Le système féodal qui n’est pas particulier à l’Europe, mais semble être le résultat naturel de la conquête d’un pays colonisé par une race où l’égalité et l’individualisme étaient encore forts, admettait nettement, au moins en théorie, que la terre appartient à la société en général, et non à l’individu. Rude produit d’un âge où la force défendait le droit autant qu’elle a jamais pu le défendre (car l’idée de droit est indéracinable de l’esprit humain, et doit se manifester même dans une association de pirates et de voleurs), le système féodal n’admettait cependant pour personne le droit exclusif et sans contrôle à la terre. Le fief était par essence un dépôt, et à la jouissance se joignait une obligation. Le souverain, qui au point de vue théorique représentait le pouvoir et les droits collectifs du peuple entier, était au point de vue féodal le seul possesseur absolu de la terre. Et, bien que la terre fût concédée à un propriétaire individuel, cependant des devoirs étaient impliqués dans sa possession, devoirs par lesquels celui qui avait la jouissance des revenus de la terre était supposé rendre à la richesse publique un équivalent des bénéfices qu’il recevait de la délégation du droit commun.

Dans le régime féodal les terres de la couronne payaient les dépenses publiques qui sont maintenant comprises dans la liste civile ; les terres ecclésiastiques défrayaient les dépenses du culte et de l’instruction, des soins à donner aux malades et aux malheureux, et entretenaient une classe d’hommes qui étaient supposés se dévouer au bien public, et qui s’y dévouaient pour la plupart sans aucun doute ; enfin les tenures militaires pourvoyaient à la défense publique. Dans l’obligation où était le tenancier militaire d’apporter sur le champ de bataille telle force qu’on lui demandait, dans l’aide qu’il devait donner quand le fils aîné du souverain était fait chevalier, quand sa fille se mariait, ou quand le souverain lui-même était fait prisonnier de guerre, il y avait une reconnaissance grossière et inefficace, mais enfin une reconnaissance du fait, évident pour tous les hommes, que la terre est une propriété commune et non individuelle.

Le contrôle du possesseur de la terre allouée ne s’étendit pas d’abord au delà de sa propre vie. Bien que le principe de succession eût rapidement remplacé le principe de sélection, comme cela doit toujours être quand le pouvoir est concentré, cependant la loi féodale ordonnait qu’il y eût toujours un représentant du fief, capable de remplir les devoirs comme de recevoir les bénéfices qui étaient annexés à une grande propriété, devoirs et bénéfices qui n’étaient pas laissés au caprice individuel, mais rigoureusement déterminés d’avance. De là la tutelle et autres institutions féodales. Le droit d’aînesse, et sa conséquence, la substitution, n’étaient pas à l’origine les absurdités qu’ils sont devenus.

==*==

### [Exercices à faire]
- 1) D'après le texte sur le système féodal, à quoi servaient les tenures militaires ?
- 2) Poursuivez le texte sur le système féodal après sa dernière phrase.

==*==

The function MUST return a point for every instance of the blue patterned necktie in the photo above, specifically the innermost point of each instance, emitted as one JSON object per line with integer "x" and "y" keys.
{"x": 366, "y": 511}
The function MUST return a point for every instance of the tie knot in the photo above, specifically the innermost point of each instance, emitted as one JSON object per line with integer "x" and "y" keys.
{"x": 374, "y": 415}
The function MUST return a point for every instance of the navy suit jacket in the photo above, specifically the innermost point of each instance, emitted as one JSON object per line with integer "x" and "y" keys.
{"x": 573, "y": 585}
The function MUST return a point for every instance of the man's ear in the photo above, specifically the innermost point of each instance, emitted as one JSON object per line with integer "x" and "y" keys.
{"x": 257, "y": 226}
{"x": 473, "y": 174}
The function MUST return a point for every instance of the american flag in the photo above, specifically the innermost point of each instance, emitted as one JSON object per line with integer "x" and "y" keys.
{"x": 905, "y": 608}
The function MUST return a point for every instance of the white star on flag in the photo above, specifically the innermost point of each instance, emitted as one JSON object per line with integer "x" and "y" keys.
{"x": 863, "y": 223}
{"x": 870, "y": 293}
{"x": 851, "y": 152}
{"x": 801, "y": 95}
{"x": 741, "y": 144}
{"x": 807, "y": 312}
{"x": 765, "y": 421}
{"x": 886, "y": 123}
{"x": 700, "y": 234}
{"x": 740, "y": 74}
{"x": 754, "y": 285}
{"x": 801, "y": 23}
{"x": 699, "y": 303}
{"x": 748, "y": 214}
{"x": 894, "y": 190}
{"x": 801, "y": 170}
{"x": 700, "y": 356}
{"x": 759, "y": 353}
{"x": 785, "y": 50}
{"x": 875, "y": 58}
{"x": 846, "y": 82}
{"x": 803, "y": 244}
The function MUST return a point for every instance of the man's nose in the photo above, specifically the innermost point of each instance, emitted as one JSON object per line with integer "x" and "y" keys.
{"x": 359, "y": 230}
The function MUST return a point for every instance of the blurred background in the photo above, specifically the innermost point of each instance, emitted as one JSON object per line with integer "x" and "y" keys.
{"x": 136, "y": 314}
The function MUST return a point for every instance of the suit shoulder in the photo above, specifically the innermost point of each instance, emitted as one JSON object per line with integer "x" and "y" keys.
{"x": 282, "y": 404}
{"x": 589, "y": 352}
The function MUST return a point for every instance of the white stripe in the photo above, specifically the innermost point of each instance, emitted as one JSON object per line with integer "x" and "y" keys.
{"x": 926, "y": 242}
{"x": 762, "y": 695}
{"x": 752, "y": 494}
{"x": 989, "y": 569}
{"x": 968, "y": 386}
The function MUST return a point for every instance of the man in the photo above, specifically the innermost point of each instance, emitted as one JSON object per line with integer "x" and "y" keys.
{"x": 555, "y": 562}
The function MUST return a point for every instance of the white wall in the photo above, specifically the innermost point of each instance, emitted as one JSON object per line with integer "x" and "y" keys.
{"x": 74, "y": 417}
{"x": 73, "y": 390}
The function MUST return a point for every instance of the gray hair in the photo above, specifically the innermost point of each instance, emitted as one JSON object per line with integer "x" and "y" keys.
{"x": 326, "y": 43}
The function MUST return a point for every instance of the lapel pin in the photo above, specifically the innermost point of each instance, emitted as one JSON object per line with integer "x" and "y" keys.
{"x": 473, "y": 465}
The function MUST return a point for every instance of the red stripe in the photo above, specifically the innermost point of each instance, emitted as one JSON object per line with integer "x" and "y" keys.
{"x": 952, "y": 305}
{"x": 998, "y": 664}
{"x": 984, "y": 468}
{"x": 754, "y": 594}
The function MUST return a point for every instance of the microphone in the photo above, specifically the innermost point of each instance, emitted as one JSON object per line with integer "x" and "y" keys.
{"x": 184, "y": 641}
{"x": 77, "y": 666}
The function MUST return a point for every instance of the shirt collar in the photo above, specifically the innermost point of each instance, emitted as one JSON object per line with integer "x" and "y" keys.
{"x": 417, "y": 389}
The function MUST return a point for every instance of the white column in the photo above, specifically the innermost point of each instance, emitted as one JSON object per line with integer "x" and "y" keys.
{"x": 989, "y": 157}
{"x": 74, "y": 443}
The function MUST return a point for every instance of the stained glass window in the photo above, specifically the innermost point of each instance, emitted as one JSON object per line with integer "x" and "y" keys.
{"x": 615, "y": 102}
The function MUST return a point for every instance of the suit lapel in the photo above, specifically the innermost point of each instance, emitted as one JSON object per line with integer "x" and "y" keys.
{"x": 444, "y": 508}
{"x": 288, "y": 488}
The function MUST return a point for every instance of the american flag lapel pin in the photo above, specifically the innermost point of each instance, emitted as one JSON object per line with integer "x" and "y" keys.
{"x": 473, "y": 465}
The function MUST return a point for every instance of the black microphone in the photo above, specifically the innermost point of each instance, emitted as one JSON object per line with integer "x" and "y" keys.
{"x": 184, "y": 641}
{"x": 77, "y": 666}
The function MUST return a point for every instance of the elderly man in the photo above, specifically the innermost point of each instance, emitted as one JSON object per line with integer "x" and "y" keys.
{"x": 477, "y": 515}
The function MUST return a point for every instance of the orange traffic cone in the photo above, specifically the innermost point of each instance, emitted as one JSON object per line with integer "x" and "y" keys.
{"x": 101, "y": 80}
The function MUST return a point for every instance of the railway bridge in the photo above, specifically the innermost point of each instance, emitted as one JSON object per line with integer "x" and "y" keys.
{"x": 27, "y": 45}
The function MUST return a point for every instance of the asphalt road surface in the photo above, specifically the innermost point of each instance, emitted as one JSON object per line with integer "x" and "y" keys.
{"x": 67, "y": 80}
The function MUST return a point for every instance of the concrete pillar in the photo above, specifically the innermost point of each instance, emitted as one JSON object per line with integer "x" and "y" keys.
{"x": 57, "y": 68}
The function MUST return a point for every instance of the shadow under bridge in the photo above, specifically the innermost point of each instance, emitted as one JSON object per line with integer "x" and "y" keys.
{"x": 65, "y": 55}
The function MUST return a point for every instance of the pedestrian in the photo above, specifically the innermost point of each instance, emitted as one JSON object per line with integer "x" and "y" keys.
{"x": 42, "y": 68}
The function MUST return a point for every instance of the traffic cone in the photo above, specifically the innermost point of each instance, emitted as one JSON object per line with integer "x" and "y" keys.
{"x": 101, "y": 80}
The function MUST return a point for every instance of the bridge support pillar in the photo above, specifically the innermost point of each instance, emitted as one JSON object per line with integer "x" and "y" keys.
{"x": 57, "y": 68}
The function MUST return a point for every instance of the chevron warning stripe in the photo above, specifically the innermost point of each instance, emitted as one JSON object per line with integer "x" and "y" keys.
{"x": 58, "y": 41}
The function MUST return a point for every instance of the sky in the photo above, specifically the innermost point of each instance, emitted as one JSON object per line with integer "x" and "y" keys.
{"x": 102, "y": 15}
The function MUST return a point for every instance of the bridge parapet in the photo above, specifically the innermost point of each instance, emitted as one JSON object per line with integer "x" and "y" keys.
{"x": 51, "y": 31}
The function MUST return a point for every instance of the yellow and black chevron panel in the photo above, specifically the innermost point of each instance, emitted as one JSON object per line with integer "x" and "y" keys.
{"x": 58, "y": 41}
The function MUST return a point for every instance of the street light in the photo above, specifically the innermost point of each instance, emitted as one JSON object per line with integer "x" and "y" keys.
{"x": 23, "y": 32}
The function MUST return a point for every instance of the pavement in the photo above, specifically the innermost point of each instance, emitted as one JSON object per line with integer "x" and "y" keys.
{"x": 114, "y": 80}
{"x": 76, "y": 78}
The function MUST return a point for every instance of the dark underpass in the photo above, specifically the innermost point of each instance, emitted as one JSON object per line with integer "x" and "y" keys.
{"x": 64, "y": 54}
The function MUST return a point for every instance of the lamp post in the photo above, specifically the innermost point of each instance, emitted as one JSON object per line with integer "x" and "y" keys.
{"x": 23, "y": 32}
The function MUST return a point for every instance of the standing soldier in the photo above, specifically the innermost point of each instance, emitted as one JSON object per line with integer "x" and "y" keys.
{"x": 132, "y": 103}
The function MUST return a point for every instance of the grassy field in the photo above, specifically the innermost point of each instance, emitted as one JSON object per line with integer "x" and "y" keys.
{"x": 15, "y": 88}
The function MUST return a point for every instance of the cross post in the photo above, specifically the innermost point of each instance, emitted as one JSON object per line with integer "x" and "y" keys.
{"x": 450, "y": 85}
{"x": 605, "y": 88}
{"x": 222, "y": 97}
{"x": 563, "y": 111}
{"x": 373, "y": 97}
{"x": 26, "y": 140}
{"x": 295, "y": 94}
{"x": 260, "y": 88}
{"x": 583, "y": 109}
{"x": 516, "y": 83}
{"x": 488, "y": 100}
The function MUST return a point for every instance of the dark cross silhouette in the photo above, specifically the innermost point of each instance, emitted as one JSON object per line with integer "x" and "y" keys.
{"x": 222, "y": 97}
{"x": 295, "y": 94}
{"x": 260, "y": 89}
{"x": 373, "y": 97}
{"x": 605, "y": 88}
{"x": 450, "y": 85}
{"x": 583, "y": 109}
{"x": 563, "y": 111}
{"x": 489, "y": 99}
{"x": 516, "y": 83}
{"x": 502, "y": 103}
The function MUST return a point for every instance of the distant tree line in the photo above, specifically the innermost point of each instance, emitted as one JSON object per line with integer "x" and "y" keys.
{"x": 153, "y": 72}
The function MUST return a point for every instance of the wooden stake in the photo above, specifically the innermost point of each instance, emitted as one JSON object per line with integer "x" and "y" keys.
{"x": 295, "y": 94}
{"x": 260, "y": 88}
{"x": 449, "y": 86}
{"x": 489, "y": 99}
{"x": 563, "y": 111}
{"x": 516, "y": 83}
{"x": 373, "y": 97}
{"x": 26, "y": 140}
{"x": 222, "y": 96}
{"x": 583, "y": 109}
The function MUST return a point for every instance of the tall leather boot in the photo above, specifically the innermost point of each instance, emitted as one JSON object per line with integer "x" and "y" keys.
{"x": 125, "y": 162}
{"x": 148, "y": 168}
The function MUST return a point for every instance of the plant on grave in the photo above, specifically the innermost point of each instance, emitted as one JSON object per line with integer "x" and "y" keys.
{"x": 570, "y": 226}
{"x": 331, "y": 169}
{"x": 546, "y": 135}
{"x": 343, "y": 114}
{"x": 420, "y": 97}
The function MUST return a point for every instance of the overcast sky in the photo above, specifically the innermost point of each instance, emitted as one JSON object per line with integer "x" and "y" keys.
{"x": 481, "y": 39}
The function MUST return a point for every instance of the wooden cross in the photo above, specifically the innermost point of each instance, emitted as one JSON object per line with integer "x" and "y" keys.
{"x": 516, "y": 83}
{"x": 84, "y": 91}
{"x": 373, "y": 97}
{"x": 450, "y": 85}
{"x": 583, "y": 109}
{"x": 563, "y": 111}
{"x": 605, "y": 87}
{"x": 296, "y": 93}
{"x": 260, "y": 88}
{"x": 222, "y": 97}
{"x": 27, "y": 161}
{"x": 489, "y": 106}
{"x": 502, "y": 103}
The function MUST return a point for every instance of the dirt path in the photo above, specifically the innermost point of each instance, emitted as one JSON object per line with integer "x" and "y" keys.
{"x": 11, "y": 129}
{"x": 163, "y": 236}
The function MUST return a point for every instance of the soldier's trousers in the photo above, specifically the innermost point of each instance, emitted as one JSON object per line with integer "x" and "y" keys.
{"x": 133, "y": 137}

==*==

### [Réponses rédigées]
- 1) À la défense publique.

- 2)
La base du système féodal était la propriété absolue de la terre, idée que les barbares acquirent rapidement au milieu de la population conquise à laquelle cette idée était familière ; mais au-dessus de cela, la féodalité jeta un droit supérieur, et le procédé de l’inféodation consistait à mettre la domination individuelle dans la subordination de la domination supérieure qui représentait la grande communauté ou la nation. Ses unités étaient les propriétaires qui, en vertu de leur propriété, étaient seigneurs absolus sur leurs domaines, et qui y accomplissaient leur office de protecteurs que M. Taine a décrit avec tant de pittoresque, bien qu’avec des couleurs trop vives, dans son chapitre d’ouverture de son Ancien Régime. L’œuvre de la féodalité fut de lier ces unités pour en former des nations, et de subordonner les pouvoirs et les droits des seigneurs individuels de la terre, aux pouvoirs et aux droits de la société collective représentée par le suzerain ou roi.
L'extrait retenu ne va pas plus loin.